** BEGIN EXTRACTED ENTRIES **

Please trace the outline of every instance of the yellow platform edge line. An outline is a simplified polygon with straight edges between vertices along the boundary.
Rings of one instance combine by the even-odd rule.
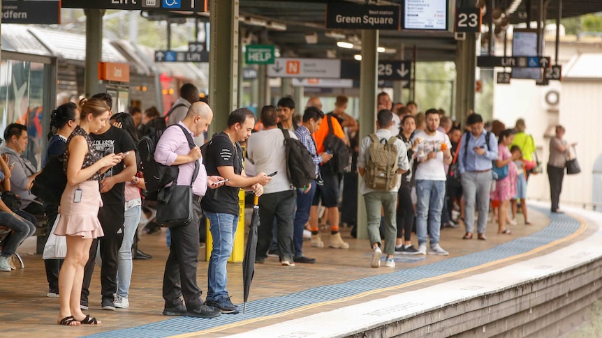
[[[337,304],[337,303],[340,303],[340,302],[348,302],[349,300],[356,300],[358,298],[366,297],[367,295],[371,295],[379,293],[384,292],[384,291],[391,291],[391,290],[397,290],[399,289],[403,289],[403,288],[406,288],[408,286],[411,286],[413,285],[419,284],[421,283],[432,282],[432,281],[438,280],[438,279],[443,279],[445,278],[448,278],[450,277],[454,277],[454,276],[457,276],[458,275],[462,275],[462,274],[467,273],[467,272],[473,272],[473,271],[475,271],[477,270],[482,269],[483,268],[488,268],[488,267],[490,267],[490,266],[492,266],[494,265],[500,264],[502,263],[506,263],[506,262],[513,261],[515,259],[520,259],[520,258],[524,258],[524,257],[526,257],[527,256],[531,256],[531,255],[535,254],[538,252],[540,252],[541,251],[543,251],[543,250],[545,250],[547,249],[550,249],[550,247],[558,245],[559,244],[562,243],[564,242],[571,240],[576,238],[577,236],[578,236],[581,233],[582,233],[583,231],[585,231],[585,229],[587,228],[587,223],[582,218],[581,218],[578,216],[575,216],[575,215],[572,215],[572,214],[566,214],[566,215],[570,215],[573,218],[577,220],[580,223],[581,223],[581,226],[579,227],[579,229],[578,229],[575,232],[573,232],[571,235],[568,235],[568,236],[566,236],[564,238],[560,238],[560,239],[552,241],[552,242],[550,242],[550,243],[549,243],[545,245],[542,245],[542,246],[536,247],[536,248],[535,248],[531,251],[528,251],[527,252],[524,252],[524,253],[522,253],[520,254],[517,254],[517,255],[515,255],[515,256],[511,256],[509,257],[506,257],[506,258],[501,259],[498,259],[497,261],[486,263],[485,264],[481,264],[480,266],[473,266],[472,268],[469,268],[461,270],[459,271],[455,271],[453,272],[449,272],[449,273],[446,273],[444,275],[441,275],[439,276],[435,276],[435,277],[429,277],[429,278],[425,278],[424,279],[420,279],[420,280],[417,280],[417,281],[409,282],[408,283],[404,283],[404,284],[402,284],[399,285],[395,285],[395,286],[389,286],[387,288],[371,290],[369,291],[365,291],[365,292],[362,292],[360,293],[358,293],[357,295],[350,295],[348,297],[344,297],[342,298],[336,299],[336,300],[328,300],[325,302],[318,302],[318,303],[315,303],[315,304],[310,304],[309,305],[304,305],[302,307],[298,307],[296,309],[290,309],[288,311],[285,311],[285,312],[281,312],[279,314],[272,314],[272,315],[265,316],[263,317],[254,318],[252,319],[247,319],[246,321],[239,321],[237,323],[233,323],[231,324],[224,325],[221,325],[221,326],[217,326],[215,328],[212,328],[207,329],[207,330],[203,330],[201,331],[196,331],[194,332],[189,332],[189,333],[183,333],[182,335],[177,335],[175,336],[170,336],[170,338],[186,338],[186,337],[190,337],[199,336],[199,335],[206,335],[207,333],[219,332],[220,331],[223,331],[225,330],[228,330],[228,329],[230,329],[230,328],[237,328],[238,326],[242,326],[242,325],[250,324],[252,323],[257,323],[258,321],[267,321],[268,319],[273,319],[273,318],[276,318],[283,317],[285,316],[290,316],[291,314],[296,314],[298,312],[301,312],[302,311],[314,309],[314,308],[324,306],[324,305],[331,305],[331,304]]]

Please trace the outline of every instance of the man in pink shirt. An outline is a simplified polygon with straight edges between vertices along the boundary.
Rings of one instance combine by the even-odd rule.
[[[213,118],[213,112],[203,102],[197,102],[188,110],[184,120],[178,122],[193,137],[207,131]],[[195,163],[198,164],[198,175],[192,186],[193,208],[197,215],[190,224],[170,228],[171,245],[165,266],[163,281],[163,297],[166,316],[190,316],[214,318],[221,314],[219,310],[205,305],[200,298],[203,293],[196,282],[198,263],[198,217],[200,214],[200,198],[207,187],[216,188],[223,183],[216,184],[223,178],[219,176],[207,176],[203,164],[200,148],[189,146],[182,128],[172,125],[166,129],[156,145],[155,160],[166,165],[178,166],[178,185],[190,185]],[[182,304],[184,297],[186,306]]]

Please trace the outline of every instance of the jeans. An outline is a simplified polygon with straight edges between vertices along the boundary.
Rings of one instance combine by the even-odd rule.
[[[36,232],[36,226],[31,222],[13,215],[12,213],[0,211],[0,224],[10,229],[13,233],[8,235],[2,248],[2,255],[13,256],[19,245]]]
[[[427,222],[430,245],[439,243],[441,209],[446,194],[446,181],[416,180],[416,237],[418,245],[427,243]]]
[[[142,214],[142,206],[126,210],[124,215],[124,241],[117,258],[117,295],[128,298],[132,277],[132,243]]]
[[[195,218],[191,224],[170,228],[172,245],[169,247],[163,279],[166,308],[181,305],[180,295],[184,297],[189,310],[197,309],[203,305],[202,292],[196,282],[200,204],[193,199],[192,206]]]
[[[256,257],[265,258],[272,243],[272,225],[278,229],[278,251],[280,261],[293,261],[293,218],[297,198],[295,190],[264,194],[259,198],[259,220]]]
[[[316,194],[316,181],[311,181],[311,189],[304,194],[300,189],[297,190],[297,212],[295,213],[295,220],[293,221],[293,241],[295,243],[295,256],[303,256],[303,230],[305,224],[309,220],[309,210],[311,208],[311,201]]]
[[[464,171],[462,174],[462,188],[465,201],[464,222],[466,232],[474,231],[475,203],[478,207],[478,220],[476,231],[485,233],[487,228],[487,214],[489,213],[489,199],[491,192],[491,171],[478,173]]]
[[[552,211],[558,209],[560,192],[562,192],[562,180],[564,178],[564,168],[548,164],[548,179],[550,181],[550,199],[552,201]]]
[[[374,243],[381,246],[381,210],[385,210],[385,249],[386,254],[395,253],[395,237],[397,234],[395,206],[397,203],[396,192],[370,192],[364,195],[366,202],[366,214],[368,215],[368,237],[370,247]]]
[[[228,297],[226,286],[228,275],[226,266],[232,254],[234,236],[238,225],[238,215],[205,213],[209,219],[209,231],[213,237],[213,249],[209,259],[207,272],[207,288],[205,301],[214,301]],[[268,224],[272,226],[272,224]],[[271,239],[271,238],[270,238]]]

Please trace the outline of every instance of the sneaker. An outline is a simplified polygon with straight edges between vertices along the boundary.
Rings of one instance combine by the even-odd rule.
[[[115,295],[115,301],[113,304],[119,309],[127,309],[130,307],[130,301],[128,300],[127,297],[122,297],[119,295]]]
[[[103,310],[115,311],[115,305],[108,299],[103,299],[101,303],[101,309]]]
[[[10,272],[10,257],[0,254],[0,271]]]
[[[450,254],[449,252],[445,251],[441,247],[439,246],[439,244],[436,244],[432,245],[429,249],[429,254],[436,254],[439,256],[447,256]]]
[[[184,304],[180,303],[177,306],[175,306],[173,307],[166,307],[163,310],[163,316],[186,316],[188,312],[188,310],[186,309],[186,307],[184,306]]]
[[[203,304],[198,309],[188,310],[188,312],[186,313],[186,316],[197,318],[215,318],[221,316],[221,313],[220,313],[219,310],[215,307]]]
[[[370,261],[370,266],[372,268],[378,268],[381,266],[381,256],[383,255],[383,252],[381,250],[381,247],[377,246],[372,249],[372,259]]]
[[[421,245],[418,245],[418,254],[427,254],[427,245],[426,244],[421,244]]]
[[[392,257],[387,257],[385,259],[385,266],[387,268],[395,268],[395,261],[393,260]]]
[[[404,245],[403,248],[404,249],[402,250],[402,254],[420,254],[422,253],[420,250],[414,247],[413,245],[410,245],[408,247],[406,247]]]
[[[216,300],[207,300],[205,303],[209,307],[219,309],[222,314],[235,314],[238,313],[238,307],[232,304],[230,297],[224,297]]]

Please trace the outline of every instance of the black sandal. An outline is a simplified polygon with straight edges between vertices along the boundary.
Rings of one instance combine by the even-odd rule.
[[[86,318],[80,321],[82,324],[86,325],[98,325],[98,321],[96,321],[95,317],[90,317],[89,314],[86,315]]]
[[[65,318],[61,319],[61,321],[59,321],[57,323],[59,325],[64,325],[65,326],[77,326],[79,325],[79,324],[71,325],[71,323],[79,323],[79,321],[76,321],[75,318],[73,318],[73,316],[69,316],[68,317],[65,317]]]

** END EXTRACTED ENTRIES **

#### [PROBLEM]
Reproduce, word for word, every line starting at the line that contains "Please trace the outline of every instance of the sneaker." and ending with the final line of the entries.

#### [REPLY TO THE EXERCISE]
Please trace the outline of every instance of the sneaker. An outline is a simplified polygon with straight edges between vertices along the boundary.
Rings of one instance combine by the even-odd rule.
[[[115,295],[115,301],[113,304],[119,309],[127,309],[130,307],[130,301],[128,300],[127,297],[122,297],[119,295]]]
[[[103,310],[115,311],[115,305],[108,299],[103,299],[101,303],[101,309]]]
[[[10,272],[10,257],[0,254],[0,271]]]
[[[450,254],[449,252],[445,251],[441,247],[439,246],[439,244],[436,244],[432,245],[429,249],[429,254],[436,254],[439,256],[447,256]]]
[[[184,304],[180,303],[177,306],[175,306],[173,307],[166,307],[163,310],[163,316],[186,316],[188,312],[188,310],[186,309],[186,307],[184,306]]]
[[[203,304],[198,309],[188,310],[188,312],[186,313],[186,316],[197,318],[215,318],[221,316],[221,313],[220,313],[219,310],[215,307]]]
[[[370,261],[370,266],[372,268],[378,268],[381,266],[381,256],[383,255],[383,252],[381,250],[381,247],[377,246],[372,249],[372,259]]]
[[[421,245],[418,245],[418,254],[427,254],[427,245],[426,244],[421,244]]]
[[[392,257],[387,257],[385,259],[385,266],[387,268],[395,268],[395,261],[393,260]]]
[[[404,245],[403,248],[404,249],[402,250],[402,254],[420,254],[422,253],[420,250],[414,247],[413,245],[410,245],[408,247],[406,247]]]
[[[216,300],[207,300],[205,303],[209,307],[219,309],[222,314],[235,314],[238,313],[238,307],[232,304],[230,297],[224,297]]]

Please trace the outline of every instance of the black sandal. An outline is a simplified polygon with straight edges between vertices along the boundary.
Rings of one instance combine by the even-odd rule.
[[[86,318],[80,321],[82,324],[86,325],[98,325],[98,321],[96,321],[95,317],[90,317],[89,314],[86,315]]]
[[[65,318],[61,319],[61,321],[59,321],[57,323],[59,325],[64,325],[65,326],[77,326],[79,325],[79,324],[71,325],[71,323],[79,323],[79,321],[76,321],[75,318],[73,318],[73,316],[69,316],[68,317],[65,317]]]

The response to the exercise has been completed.